--- START ---
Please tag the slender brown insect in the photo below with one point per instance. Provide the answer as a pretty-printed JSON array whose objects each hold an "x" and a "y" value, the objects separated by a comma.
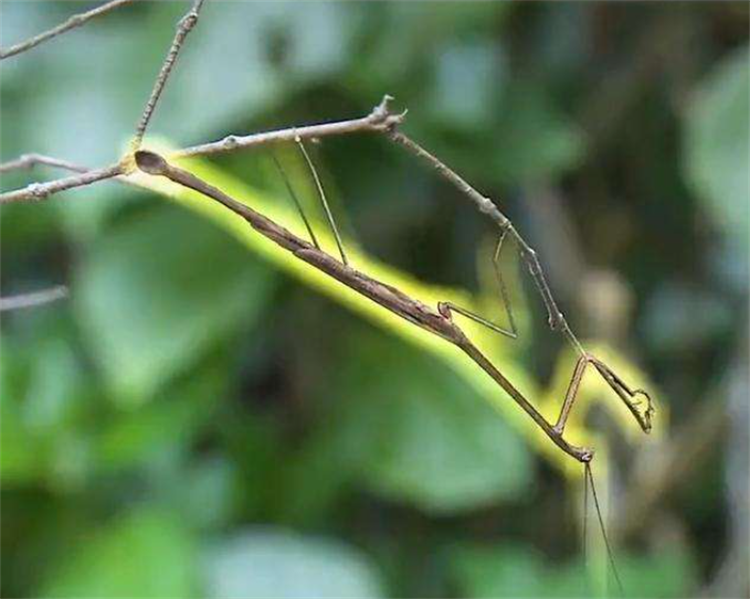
[{"x": 438, "y": 321}]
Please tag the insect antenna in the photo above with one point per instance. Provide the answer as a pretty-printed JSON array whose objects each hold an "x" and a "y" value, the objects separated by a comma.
[
  {"x": 323, "y": 201},
  {"x": 610, "y": 553},
  {"x": 295, "y": 199}
]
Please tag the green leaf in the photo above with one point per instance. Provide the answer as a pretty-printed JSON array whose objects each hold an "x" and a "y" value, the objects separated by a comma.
[
  {"x": 272, "y": 564},
  {"x": 157, "y": 292},
  {"x": 516, "y": 571},
  {"x": 717, "y": 145},
  {"x": 536, "y": 140},
  {"x": 422, "y": 434},
  {"x": 148, "y": 554}
]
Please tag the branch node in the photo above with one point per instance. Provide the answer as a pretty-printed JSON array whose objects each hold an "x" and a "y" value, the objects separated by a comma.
[{"x": 150, "y": 162}]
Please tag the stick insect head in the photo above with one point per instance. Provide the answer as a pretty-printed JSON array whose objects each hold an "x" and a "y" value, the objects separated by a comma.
[{"x": 637, "y": 401}]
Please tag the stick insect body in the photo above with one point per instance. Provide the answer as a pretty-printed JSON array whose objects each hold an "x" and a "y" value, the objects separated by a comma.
[{"x": 439, "y": 321}]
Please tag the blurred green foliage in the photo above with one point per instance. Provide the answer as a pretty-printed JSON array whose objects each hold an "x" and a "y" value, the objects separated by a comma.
[{"x": 193, "y": 423}]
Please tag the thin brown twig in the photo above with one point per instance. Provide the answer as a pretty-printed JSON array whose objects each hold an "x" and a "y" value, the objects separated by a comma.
[
  {"x": 184, "y": 27},
  {"x": 31, "y": 300},
  {"x": 385, "y": 295},
  {"x": 378, "y": 121},
  {"x": 31, "y": 160},
  {"x": 71, "y": 23},
  {"x": 40, "y": 191}
]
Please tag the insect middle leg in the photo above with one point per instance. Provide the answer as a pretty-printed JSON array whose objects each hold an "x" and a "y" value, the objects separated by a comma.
[{"x": 447, "y": 308}]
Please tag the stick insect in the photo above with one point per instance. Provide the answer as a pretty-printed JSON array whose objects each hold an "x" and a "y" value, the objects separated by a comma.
[{"x": 440, "y": 321}]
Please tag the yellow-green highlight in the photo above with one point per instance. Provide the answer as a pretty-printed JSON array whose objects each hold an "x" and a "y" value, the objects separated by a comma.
[{"x": 594, "y": 390}]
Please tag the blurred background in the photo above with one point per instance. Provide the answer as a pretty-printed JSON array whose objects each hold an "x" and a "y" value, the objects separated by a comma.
[{"x": 194, "y": 423}]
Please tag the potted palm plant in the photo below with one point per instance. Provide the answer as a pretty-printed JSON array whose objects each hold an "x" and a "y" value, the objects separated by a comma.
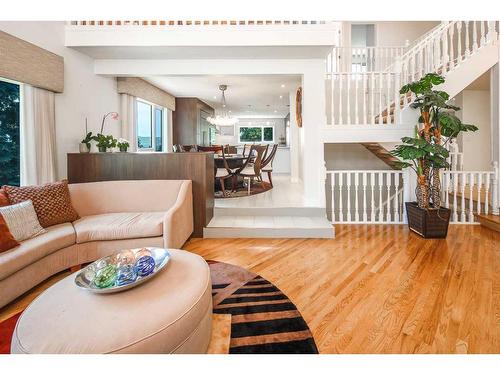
[
  {"x": 426, "y": 154},
  {"x": 105, "y": 142}
]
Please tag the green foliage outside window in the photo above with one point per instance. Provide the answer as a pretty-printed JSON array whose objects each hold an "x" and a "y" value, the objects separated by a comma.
[
  {"x": 268, "y": 134},
  {"x": 248, "y": 134},
  {"x": 256, "y": 134},
  {"x": 9, "y": 134}
]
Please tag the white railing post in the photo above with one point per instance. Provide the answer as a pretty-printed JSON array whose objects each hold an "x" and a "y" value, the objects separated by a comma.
[
  {"x": 494, "y": 193},
  {"x": 406, "y": 191}
]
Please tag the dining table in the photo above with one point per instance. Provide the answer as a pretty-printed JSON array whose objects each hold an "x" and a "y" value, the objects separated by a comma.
[{"x": 233, "y": 160}]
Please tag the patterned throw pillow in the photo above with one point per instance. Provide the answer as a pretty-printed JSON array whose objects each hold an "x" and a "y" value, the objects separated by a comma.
[
  {"x": 52, "y": 201},
  {"x": 4, "y": 200},
  {"x": 21, "y": 220},
  {"x": 7, "y": 240}
]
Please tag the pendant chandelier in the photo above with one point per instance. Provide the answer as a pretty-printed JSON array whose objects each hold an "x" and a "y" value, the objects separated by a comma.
[{"x": 222, "y": 117}]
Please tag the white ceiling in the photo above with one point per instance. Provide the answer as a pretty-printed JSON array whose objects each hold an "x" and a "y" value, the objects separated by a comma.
[
  {"x": 204, "y": 52},
  {"x": 246, "y": 95}
]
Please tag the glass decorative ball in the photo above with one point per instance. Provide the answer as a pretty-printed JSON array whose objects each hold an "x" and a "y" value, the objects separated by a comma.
[
  {"x": 145, "y": 265},
  {"x": 106, "y": 276},
  {"x": 127, "y": 274}
]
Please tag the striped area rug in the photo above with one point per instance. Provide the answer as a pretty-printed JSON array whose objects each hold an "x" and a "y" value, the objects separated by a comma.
[{"x": 263, "y": 319}]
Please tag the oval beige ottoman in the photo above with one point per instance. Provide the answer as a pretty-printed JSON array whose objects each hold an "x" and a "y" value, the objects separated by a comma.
[{"x": 171, "y": 313}]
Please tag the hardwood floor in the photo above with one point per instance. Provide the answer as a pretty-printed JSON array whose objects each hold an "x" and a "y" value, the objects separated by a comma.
[{"x": 382, "y": 289}]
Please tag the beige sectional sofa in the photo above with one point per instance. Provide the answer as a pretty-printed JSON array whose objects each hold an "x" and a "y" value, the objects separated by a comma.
[{"x": 114, "y": 215}]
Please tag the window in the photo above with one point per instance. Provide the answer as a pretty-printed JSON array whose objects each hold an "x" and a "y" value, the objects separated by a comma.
[
  {"x": 9, "y": 133},
  {"x": 263, "y": 134},
  {"x": 158, "y": 129},
  {"x": 150, "y": 126}
]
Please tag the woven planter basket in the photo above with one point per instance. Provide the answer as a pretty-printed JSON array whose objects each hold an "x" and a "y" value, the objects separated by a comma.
[{"x": 428, "y": 223}]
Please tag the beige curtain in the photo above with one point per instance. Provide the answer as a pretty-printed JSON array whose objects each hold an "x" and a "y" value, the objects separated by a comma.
[
  {"x": 38, "y": 136},
  {"x": 128, "y": 120}
]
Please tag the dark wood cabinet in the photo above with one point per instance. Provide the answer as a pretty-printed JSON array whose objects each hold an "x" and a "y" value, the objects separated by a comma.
[
  {"x": 195, "y": 166},
  {"x": 189, "y": 124}
]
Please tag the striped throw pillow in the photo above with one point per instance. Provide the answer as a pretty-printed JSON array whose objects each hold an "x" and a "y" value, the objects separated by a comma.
[{"x": 21, "y": 220}]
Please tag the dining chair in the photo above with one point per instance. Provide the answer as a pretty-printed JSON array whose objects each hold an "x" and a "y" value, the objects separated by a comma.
[
  {"x": 221, "y": 174},
  {"x": 252, "y": 169},
  {"x": 267, "y": 164}
]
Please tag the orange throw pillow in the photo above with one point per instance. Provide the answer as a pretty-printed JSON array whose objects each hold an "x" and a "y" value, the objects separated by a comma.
[
  {"x": 52, "y": 201},
  {"x": 4, "y": 200},
  {"x": 7, "y": 240}
]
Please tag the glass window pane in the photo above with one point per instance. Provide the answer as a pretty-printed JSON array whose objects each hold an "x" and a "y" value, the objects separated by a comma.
[
  {"x": 144, "y": 125},
  {"x": 158, "y": 129},
  {"x": 9, "y": 134},
  {"x": 268, "y": 134},
  {"x": 249, "y": 134}
]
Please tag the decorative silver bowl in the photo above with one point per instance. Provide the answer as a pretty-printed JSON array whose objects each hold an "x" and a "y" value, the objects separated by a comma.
[{"x": 122, "y": 270}]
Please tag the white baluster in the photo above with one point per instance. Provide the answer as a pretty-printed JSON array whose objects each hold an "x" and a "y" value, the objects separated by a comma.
[
  {"x": 467, "y": 39},
  {"x": 495, "y": 189},
  {"x": 482, "y": 40},
  {"x": 487, "y": 193},
  {"x": 356, "y": 107},
  {"x": 388, "y": 99},
  {"x": 455, "y": 200},
  {"x": 356, "y": 200},
  {"x": 445, "y": 52},
  {"x": 479, "y": 188},
  {"x": 380, "y": 99},
  {"x": 332, "y": 188},
  {"x": 372, "y": 98},
  {"x": 474, "y": 36},
  {"x": 348, "y": 186},
  {"x": 341, "y": 199},
  {"x": 365, "y": 100},
  {"x": 388, "y": 177},
  {"x": 365, "y": 214},
  {"x": 372, "y": 198},
  {"x": 340, "y": 98},
  {"x": 459, "y": 42},
  {"x": 380, "y": 202},
  {"x": 452, "y": 53},
  {"x": 348, "y": 98},
  {"x": 447, "y": 189},
  {"x": 471, "y": 197},
  {"x": 463, "y": 181},
  {"x": 332, "y": 87},
  {"x": 396, "y": 214}
]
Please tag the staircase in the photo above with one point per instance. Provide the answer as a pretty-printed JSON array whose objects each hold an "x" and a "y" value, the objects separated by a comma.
[
  {"x": 489, "y": 221},
  {"x": 459, "y": 50},
  {"x": 269, "y": 222},
  {"x": 380, "y": 152}
]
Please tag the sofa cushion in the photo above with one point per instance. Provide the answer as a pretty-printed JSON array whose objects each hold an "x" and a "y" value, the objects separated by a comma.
[
  {"x": 4, "y": 199},
  {"x": 33, "y": 249},
  {"x": 119, "y": 226},
  {"x": 52, "y": 201},
  {"x": 7, "y": 240},
  {"x": 22, "y": 220}
]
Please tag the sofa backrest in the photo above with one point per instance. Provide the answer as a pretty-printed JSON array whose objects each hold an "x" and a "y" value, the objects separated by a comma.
[{"x": 96, "y": 198}]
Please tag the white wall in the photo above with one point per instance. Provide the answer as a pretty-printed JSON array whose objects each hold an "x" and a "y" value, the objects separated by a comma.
[
  {"x": 392, "y": 34},
  {"x": 476, "y": 146},
  {"x": 278, "y": 123},
  {"x": 310, "y": 150},
  {"x": 351, "y": 156},
  {"x": 85, "y": 94}
]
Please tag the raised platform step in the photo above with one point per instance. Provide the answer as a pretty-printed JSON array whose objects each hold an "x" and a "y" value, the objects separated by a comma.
[
  {"x": 269, "y": 211},
  {"x": 247, "y": 226},
  {"x": 489, "y": 221}
]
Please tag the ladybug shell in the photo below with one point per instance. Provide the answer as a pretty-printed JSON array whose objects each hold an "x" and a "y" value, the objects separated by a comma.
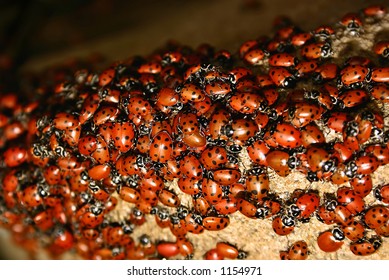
--- END ---
TASK GOAL
Take the line containing "Please tag the white wall" and every line after it to the end of the records, and restate them verbatim, with no pictures.

ANSWER FOR THIS EXERCISE
Please tag the white wall in the photo above with one point per instance. Provide the answer as a pretty-printed JSON array whose objects each hold an "x" and a "y" value, the objects separated by a comma.
[
  {"x": 392, "y": 34},
  {"x": 476, "y": 146},
  {"x": 278, "y": 123},
  {"x": 310, "y": 150},
  {"x": 351, "y": 156},
  {"x": 85, "y": 94}
]
Please tag the raised platform step in the photo above with one point per instance. Provide the answer as a pretty-printed JSON array whose objects each hold an "x" and a "y" value, the objects separated by a comma.
[
  {"x": 269, "y": 211},
  {"x": 247, "y": 226},
  {"x": 489, "y": 221}
]
Please tag the ladybug shell in the photo below with one point per instance. Provide the answer as a pretty-printed JSON array whose objects each hold an "x" and a "y" value, the objects separated by a comma.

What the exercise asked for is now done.